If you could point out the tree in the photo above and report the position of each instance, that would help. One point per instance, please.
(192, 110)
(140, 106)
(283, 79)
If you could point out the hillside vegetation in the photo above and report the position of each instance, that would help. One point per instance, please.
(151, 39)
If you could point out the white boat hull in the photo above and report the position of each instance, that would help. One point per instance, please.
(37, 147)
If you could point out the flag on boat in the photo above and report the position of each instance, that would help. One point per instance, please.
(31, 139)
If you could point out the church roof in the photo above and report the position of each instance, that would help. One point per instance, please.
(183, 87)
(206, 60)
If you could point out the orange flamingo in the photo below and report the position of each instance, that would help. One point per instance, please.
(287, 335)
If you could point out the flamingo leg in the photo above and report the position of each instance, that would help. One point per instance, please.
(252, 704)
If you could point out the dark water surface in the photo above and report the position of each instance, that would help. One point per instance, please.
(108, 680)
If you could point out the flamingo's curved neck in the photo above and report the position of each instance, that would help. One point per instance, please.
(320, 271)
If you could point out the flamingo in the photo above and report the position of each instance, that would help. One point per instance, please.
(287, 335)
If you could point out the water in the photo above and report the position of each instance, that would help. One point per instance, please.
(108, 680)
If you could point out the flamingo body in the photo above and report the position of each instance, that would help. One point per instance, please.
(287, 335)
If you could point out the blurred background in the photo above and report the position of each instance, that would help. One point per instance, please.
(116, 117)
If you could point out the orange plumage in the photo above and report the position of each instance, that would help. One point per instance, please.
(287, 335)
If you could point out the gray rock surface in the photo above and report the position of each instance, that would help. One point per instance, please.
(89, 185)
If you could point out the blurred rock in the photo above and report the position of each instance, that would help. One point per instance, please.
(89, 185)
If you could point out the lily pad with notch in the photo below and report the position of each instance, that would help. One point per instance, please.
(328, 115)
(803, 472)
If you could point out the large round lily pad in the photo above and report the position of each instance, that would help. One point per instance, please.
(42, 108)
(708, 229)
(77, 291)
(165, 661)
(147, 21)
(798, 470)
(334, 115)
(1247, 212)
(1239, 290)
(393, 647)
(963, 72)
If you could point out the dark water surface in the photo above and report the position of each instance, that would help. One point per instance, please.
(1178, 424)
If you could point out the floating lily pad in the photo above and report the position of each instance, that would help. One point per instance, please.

■ Direction ■
Repeat all of the data above word for word, keeping every line in its original order.

■ Problem solution ■
If you could point out the tree in the photo above and report the position of each instance, that would help. One point per instance, please.
(192, 110)
(140, 106)
(283, 79)
If you could point out the hillside vegetation in the photo above and report the position of each instance, that would help. One point per instance, please.
(151, 39)
If you could point out the white boat hull in the photo above and report the position of each instance, that would help. One point per instance, please.
(37, 147)
If you could point out the flag on boat in the photo above and report the position of each instance, that would help. One point per instance, please.
(31, 139)
If you could point out the church roof in the photo above and report the position of each instance, that would help. One point per instance, please.
(183, 87)
(206, 60)
If you could point out the orange flamingo in the photo below and report the position of each instance, that would help. One point per instance, please.
(287, 335)
If you could point out the flamingo leg in the photo above and report the position of each instance, that would help. One point per instance, please.
(252, 704)
If you could point out the dark water surface in the photo above and report the position of each instance, that would help. One point per instance, please.
(108, 680)
If you could point out the flamingo's curved neck in the photo above and report the position of each instance, that would help. One point per instance, please.
(320, 271)
If you could point out the flamingo in the photo above and report the position of each instance, that would help. One point per instance, please.
(287, 335)
If you could point out the water in the photo above and report the position of each instance, that would help. One point per instance, please.
(108, 680)
If you could point out the flamingo body in the photo above and report the position of each instance, that would help. One point per instance, please.
(287, 335)
If you could point out the blurred background in the photo above and report the position of each instance, that would help. One point per instance, please.
(116, 117)
If you could point out the orange plumage in the photo above and report the position of each instance, that would help. One point per instance, please.
(287, 335)
If you could point out the gray rock surface in the photo above and report the position of each instance, that would help. One point per instance, please.
(89, 185)
If you could point out the blurred rock in the photo above and report the position of each instance, that would help. One point per instance, please.
(89, 185)
If you could point out the lily pad with notch in the photo below and report the position of each instance, that would help. One point per instance, please.
(328, 115)
(803, 472)
If you could point out the large round lily pad in the photo above and report the position of each instance, that would help. One point per instance, please.
(42, 108)
(708, 229)
(77, 291)
(165, 661)
(147, 21)
(798, 470)
(334, 115)
(1247, 212)
(1239, 290)
(393, 647)
(963, 72)
If you could point out the dark water surface in the photo above and report the position of each instance, that would help. One point per instance, please.
(1178, 424)
If you could point out the floating lily pad in the photo above and report the position of each instance, that would help. One point per instance, please.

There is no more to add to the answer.